- Exercise brief
Nothing but the lines from the start of the entries through the line holding "point: fingers -- for" is to be repeated, exactly and with pictures excluded.
---------- Available records
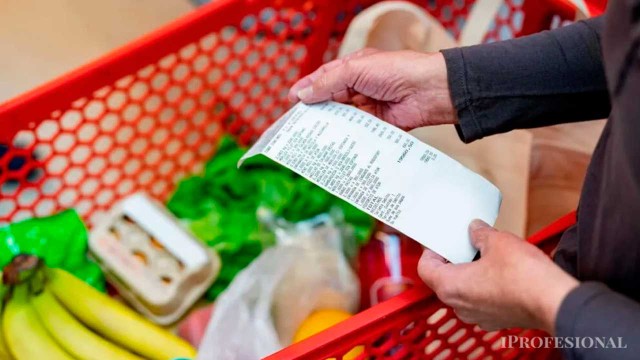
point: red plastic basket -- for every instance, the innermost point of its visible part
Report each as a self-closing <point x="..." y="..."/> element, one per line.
<point x="150" y="113"/>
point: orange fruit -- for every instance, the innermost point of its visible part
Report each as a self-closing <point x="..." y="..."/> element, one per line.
<point x="321" y="320"/>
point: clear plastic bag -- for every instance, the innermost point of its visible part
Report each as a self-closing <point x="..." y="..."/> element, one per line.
<point x="266" y="303"/>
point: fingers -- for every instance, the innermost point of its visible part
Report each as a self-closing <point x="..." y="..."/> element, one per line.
<point x="481" y="233"/>
<point x="307" y="81"/>
<point x="329" y="82"/>
<point x="430" y="268"/>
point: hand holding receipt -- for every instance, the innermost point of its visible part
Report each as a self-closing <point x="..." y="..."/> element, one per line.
<point x="385" y="172"/>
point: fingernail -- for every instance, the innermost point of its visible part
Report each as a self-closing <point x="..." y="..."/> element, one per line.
<point x="477" y="224"/>
<point x="305" y="93"/>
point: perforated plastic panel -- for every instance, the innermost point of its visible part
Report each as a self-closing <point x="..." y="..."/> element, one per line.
<point x="148" y="114"/>
<point x="150" y="128"/>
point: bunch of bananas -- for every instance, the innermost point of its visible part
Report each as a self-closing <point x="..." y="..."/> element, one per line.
<point x="54" y="315"/>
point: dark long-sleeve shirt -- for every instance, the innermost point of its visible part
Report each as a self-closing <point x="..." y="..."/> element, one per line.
<point x="585" y="71"/>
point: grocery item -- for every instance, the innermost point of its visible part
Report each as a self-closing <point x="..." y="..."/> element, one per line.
<point x="114" y="320"/>
<point x="77" y="339"/>
<point x="51" y="314"/>
<point x="156" y="265"/>
<point x="45" y="237"/>
<point x="24" y="333"/>
<point x="4" y="348"/>
<point x="221" y="205"/>
<point x="321" y="320"/>
<point x="387" y="266"/>
<point x="265" y="304"/>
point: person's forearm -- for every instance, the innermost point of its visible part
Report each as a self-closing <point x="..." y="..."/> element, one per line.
<point x="593" y="313"/>
<point x="547" y="78"/>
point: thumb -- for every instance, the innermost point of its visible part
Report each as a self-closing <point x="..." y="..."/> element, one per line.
<point x="480" y="233"/>
<point x="431" y="268"/>
<point x="334" y="84"/>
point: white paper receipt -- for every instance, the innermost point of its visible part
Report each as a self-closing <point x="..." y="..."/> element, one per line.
<point x="385" y="172"/>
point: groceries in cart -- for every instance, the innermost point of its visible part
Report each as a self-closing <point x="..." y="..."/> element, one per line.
<point x="295" y="244"/>
<point x="50" y="310"/>
<point x="266" y="305"/>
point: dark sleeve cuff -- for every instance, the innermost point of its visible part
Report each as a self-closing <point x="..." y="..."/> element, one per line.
<point x="468" y="127"/>
<point x="574" y="303"/>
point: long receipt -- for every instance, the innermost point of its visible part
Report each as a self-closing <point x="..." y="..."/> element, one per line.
<point x="385" y="172"/>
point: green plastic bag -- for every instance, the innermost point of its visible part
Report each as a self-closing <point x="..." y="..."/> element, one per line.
<point x="60" y="240"/>
<point x="221" y="207"/>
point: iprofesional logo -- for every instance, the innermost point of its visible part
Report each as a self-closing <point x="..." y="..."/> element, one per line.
<point x="570" y="342"/>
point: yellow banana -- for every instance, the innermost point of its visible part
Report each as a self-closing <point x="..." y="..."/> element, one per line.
<point x="5" y="354"/>
<point x="114" y="320"/>
<point x="78" y="340"/>
<point x="25" y="335"/>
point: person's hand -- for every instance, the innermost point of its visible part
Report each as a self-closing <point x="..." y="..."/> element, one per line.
<point x="405" y="88"/>
<point x="513" y="284"/>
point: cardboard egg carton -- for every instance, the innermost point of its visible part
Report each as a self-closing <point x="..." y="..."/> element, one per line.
<point x="156" y="265"/>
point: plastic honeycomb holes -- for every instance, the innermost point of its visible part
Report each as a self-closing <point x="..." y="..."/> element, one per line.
<point x="440" y="335"/>
<point x="149" y="129"/>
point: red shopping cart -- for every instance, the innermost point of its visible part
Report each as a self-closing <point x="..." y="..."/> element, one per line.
<point x="150" y="113"/>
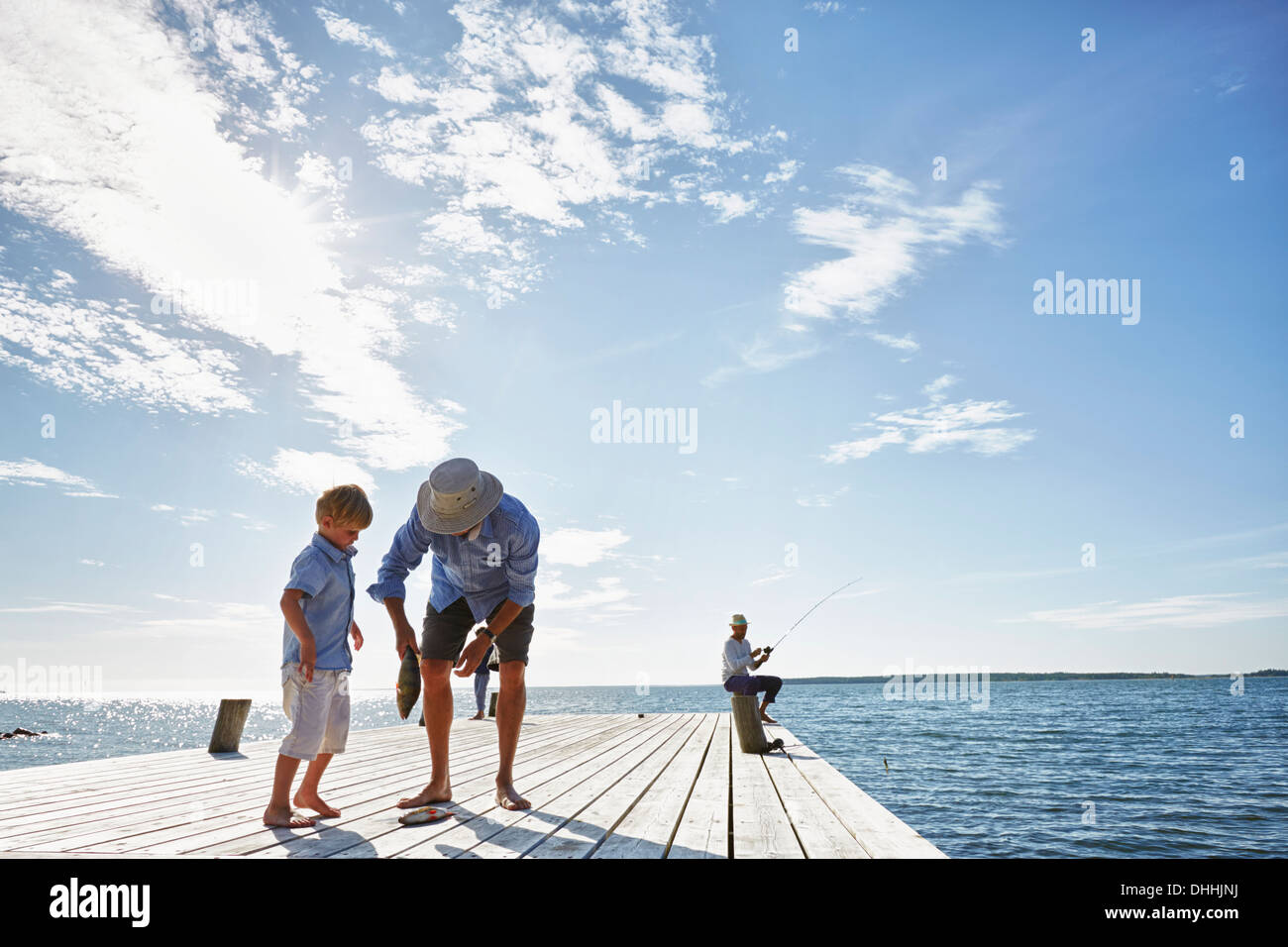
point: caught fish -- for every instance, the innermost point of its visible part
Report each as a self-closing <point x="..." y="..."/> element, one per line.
<point x="408" y="684"/>
<point x="420" y="817"/>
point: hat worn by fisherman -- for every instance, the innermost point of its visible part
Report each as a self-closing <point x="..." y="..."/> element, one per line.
<point x="456" y="496"/>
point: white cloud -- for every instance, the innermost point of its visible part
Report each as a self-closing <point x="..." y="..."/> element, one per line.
<point x="1177" y="611"/>
<point x="905" y="343"/>
<point x="546" y="116"/>
<point x="104" y="351"/>
<point x="33" y="474"/>
<point x="343" y="30"/>
<point x="823" y="499"/>
<point x="730" y="205"/>
<point x="884" y="236"/>
<point x="606" y="599"/>
<point x="400" y="86"/>
<point x="974" y="425"/>
<point x="159" y="195"/>
<point x="301" y="472"/>
<point x="574" y="547"/>
<point x="786" y="171"/>
<point x="935" y="389"/>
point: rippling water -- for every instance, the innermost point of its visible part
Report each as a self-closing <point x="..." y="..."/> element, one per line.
<point x="1175" y="768"/>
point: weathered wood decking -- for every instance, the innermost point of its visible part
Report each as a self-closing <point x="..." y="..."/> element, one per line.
<point x="601" y="787"/>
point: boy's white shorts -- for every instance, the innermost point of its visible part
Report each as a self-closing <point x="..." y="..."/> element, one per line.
<point x="318" y="711"/>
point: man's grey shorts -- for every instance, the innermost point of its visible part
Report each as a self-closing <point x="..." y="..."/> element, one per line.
<point x="445" y="633"/>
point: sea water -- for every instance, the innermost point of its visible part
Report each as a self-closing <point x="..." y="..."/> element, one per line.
<point x="1112" y="768"/>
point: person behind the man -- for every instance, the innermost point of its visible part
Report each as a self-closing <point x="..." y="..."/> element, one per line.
<point x="484" y="551"/>
<point x="482" y="676"/>
<point x="738" y="660"/>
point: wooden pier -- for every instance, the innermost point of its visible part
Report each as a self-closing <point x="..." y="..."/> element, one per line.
<point x="601" y="787"/>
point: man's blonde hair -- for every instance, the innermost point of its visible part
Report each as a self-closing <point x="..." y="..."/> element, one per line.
<point x="347" y="505"/>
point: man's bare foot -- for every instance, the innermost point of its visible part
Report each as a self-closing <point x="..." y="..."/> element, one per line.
<point x="282" y="817"/>
<point x="509" y="797"/>
<point x="312" y="800"/>
<point x="433" y="792"/>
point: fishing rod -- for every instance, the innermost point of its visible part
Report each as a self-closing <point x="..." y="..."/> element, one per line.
<point x="771" y="648"/>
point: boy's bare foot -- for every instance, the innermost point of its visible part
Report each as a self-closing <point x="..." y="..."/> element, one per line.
<point x="312" y="800"/>
<point x="434" y="792"/>
<point x="282" y="817"/>
<point x="509" y="797"/>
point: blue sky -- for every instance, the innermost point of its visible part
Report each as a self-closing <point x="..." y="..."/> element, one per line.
<point x="254" y="250"/>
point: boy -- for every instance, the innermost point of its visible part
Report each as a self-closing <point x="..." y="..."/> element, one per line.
<point x="316" y="661"/>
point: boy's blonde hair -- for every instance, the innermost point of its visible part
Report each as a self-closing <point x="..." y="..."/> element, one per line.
<point x="347" y="505"/>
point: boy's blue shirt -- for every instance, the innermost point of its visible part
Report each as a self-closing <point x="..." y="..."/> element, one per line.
<point x="325" y="575"/>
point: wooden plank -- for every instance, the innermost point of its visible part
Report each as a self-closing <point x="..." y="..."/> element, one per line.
<point x="496" y="832"/>
<point x="604" y="787"/>
<point x="760" y="823"/>
<point x="375" y="792"/>
<point x="142" y="771"/>
<point x="648" y="827"/>
<point x="580" y="834"/>
<point x="219" y="784"/>
<point x="703" y="830"/>
<point x="533" y="827"/>
<point x="876" y="828"/>
<point x="380" y="835"/>
<point x="146" y="825"/>
<point x="820" y="832"/>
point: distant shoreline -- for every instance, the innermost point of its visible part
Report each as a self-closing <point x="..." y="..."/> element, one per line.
<point x="1052" y="676"/>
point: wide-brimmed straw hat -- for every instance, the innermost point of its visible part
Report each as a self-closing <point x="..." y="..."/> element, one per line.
<point x="456" y="496"/>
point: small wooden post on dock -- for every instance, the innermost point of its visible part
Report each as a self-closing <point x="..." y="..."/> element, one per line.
<point x="228" y="724"/>
<point x="746" y="720"/>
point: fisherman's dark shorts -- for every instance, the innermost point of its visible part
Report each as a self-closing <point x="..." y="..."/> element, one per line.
<point x="755" y="684"/>
<point x="445" y="633"/>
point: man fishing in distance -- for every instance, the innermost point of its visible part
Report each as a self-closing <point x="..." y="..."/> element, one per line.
<point x="738" y="659"/>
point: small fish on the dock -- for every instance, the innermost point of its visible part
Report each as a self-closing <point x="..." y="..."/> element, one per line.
<point x="420" y="817"/>
<point x="408" y="684"/>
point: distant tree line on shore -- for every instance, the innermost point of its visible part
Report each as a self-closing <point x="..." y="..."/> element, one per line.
<point x="1050" y="676"/>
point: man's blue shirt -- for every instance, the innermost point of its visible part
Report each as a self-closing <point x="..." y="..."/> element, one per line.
<point x="325" y="575"/>
<point x="500" y="564"/>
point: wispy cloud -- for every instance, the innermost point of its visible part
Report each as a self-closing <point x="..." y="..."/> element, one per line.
<point x="884" y="236"/>
<point x="33" y="474"/>
<point x="549" y="118"/>
<point x="974" y="425"/>
<point x="574" y="547"/>
<point x="304" y="472"/>
<point x="1177" y="611"/>
<point x="159" y="193"/>
<point x="823" y="499"/>
<point x="343" y="30"/>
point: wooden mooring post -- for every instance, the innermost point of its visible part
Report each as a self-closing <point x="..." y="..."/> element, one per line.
<point x="746" y="720"/>
<point x="228" y="724"/>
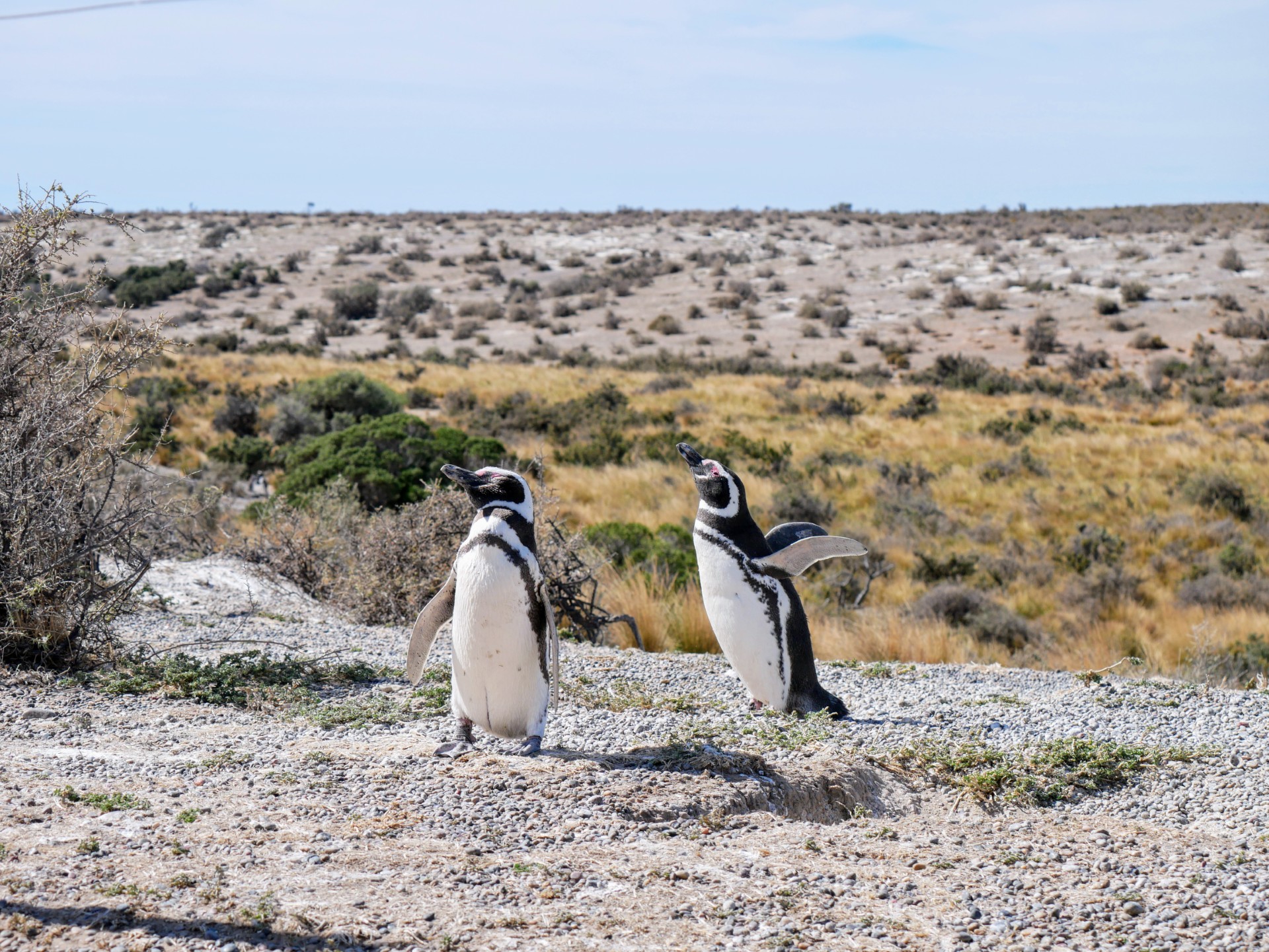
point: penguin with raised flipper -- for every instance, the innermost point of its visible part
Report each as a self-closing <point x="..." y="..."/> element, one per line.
<point x="751" y="604"/>
<point x="506" y="645"/>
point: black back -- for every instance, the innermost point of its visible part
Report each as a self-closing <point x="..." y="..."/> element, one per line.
<point x="806" y="694"/>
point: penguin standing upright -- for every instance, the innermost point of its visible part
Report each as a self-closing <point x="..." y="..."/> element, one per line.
<point x="751" y="604"/>
<point x="504" y="632"/>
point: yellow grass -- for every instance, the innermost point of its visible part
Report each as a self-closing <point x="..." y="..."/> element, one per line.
<point x="669" y="619"/>
<point x="1122" y="473"/>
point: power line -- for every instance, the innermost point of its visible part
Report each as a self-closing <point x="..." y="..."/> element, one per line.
<point x="83" y="9"/>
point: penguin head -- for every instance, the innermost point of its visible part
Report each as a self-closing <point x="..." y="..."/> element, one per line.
<point x="492" y="487"/>
<point x="721" y="491"/>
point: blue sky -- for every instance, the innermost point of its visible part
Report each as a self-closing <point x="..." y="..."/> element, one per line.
<point x="383" y="106"/>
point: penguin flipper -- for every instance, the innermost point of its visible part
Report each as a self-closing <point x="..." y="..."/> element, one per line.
<point x="788" y="532"/>
<point x="798" y="557"/>
<point x="434" y="614"/>
<point x="545" y="595"/>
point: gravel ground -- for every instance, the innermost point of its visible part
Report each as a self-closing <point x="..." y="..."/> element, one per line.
<point x="663" y="814"/>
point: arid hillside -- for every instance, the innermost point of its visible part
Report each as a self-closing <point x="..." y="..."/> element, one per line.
<point x="794" y="288"/>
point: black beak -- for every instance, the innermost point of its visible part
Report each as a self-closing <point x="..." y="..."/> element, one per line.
<point x="463" y="477"/>
<point x="695" y="459"/>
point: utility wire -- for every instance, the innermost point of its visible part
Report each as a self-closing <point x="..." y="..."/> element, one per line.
<point x="81" y="9"/>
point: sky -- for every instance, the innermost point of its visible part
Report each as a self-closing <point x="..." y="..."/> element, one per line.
<point x="391" y="106"/>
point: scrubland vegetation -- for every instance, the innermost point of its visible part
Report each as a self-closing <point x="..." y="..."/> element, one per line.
<point x="1050" y="521"/>
<point x="1065" y="511"/>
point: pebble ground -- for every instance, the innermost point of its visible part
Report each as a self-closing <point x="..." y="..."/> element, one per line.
<point x="663" y="814"/>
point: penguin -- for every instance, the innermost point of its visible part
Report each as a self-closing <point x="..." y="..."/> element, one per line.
<point x="746" y="582"/>
<point x="506" y="645"/>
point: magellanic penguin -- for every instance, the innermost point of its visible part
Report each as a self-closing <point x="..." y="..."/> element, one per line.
<point x="751" y="604"/>
<point x="506" y="645"/>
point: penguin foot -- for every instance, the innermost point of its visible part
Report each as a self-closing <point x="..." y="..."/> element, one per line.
<point x="531" y="747"/>
<point x="455" y="749"/>
<point x="463" y="733"/>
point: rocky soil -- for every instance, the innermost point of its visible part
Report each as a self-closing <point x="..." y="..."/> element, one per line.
<point x="662" y="814"/>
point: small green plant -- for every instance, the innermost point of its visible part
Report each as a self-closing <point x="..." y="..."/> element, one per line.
<point x="622" y="695"/>
<point x="239" y="680"/>
<point x="226" y="758"/>
<point x="260" y="913"/>
<point x="358" y="712"/>
<point x="106" y="803"/>
<point x="1044" y="774"/>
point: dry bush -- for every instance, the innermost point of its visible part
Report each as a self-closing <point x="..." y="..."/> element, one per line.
<point x="670" y="619"/>
<point x="70" y="497"/>
<point x="382" y="567"/>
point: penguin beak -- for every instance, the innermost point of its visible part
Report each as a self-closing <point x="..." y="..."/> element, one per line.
<point x="695" y="459"/>
<point x="465" y="477"/>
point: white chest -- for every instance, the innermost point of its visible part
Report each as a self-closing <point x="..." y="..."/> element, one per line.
<point x="749" y="614"/>
<point x="498" y="678"/>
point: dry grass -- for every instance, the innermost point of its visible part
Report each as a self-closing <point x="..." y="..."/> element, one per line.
<point x="669" y="619"/>
<point x="1122" y="472"/>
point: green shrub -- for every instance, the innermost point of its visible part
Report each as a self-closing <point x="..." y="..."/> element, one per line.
<point x="798" y="502"/>
<point x="143" y="285"/>
<point x="347" y="397"/>
<point x="608" y="447"/>
<point x="1221" y="492"/>
<point x="919" y="405"/>
<point x="932" y="568"/>
<point x="634" y="546"/>
<point x="223" y="342"/>
<point x="249" y="452"/>
<point x="961" y="373"/>
<point x="235" y="680"/>
<point x="386" y="459"/>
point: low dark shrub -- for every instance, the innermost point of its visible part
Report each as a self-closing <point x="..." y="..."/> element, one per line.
<point x="919" y="405"/>
<point x="1231" y="260"/>
<point x="249" y="452"/>
<point x="797" y="502"/>
<point x="357" y="302"/>
<point x="1237" y="561"/>
<point x="1223" y="593"/>
<point x="634" y="546"/>
<point x="961" y="373"/>
<point x="143" y="285"/>
<point x="931" y="568"/>
<point x="1041" y="336"/>
<point x="1092" y="546"/>
<point x="239" y="415"/>
<point x="223" y="342"/>
<point x="1221" y="492"/>
<point x="1245" y="326"/>
<point x="1134" y="292"/>
<point x="404" y="305"/>
<point x="605" y="448"/>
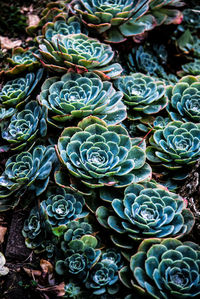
--------------------
- Answer to this task
point: red plastic basket -- for every instance, the innermost point of its visible part
Report each as a self-closing <point x="..." y="..."/> element, one per line.
<point x="150" y="113"/>
point: orange fruit -- for every instance, the innermost point of its visible part
Report each as a self-closing <point x="..." y="..."/> element, one per line.
<point x="321" y="320"/>
point: clear plastic bag -- for every instance, the innermost point of its visible part
Report each as a self-closing <point x="..." y="..."/> element, one per line.
<point x="266" y="303"/>
point: fingers -- for every instance, the innermost point of its visible part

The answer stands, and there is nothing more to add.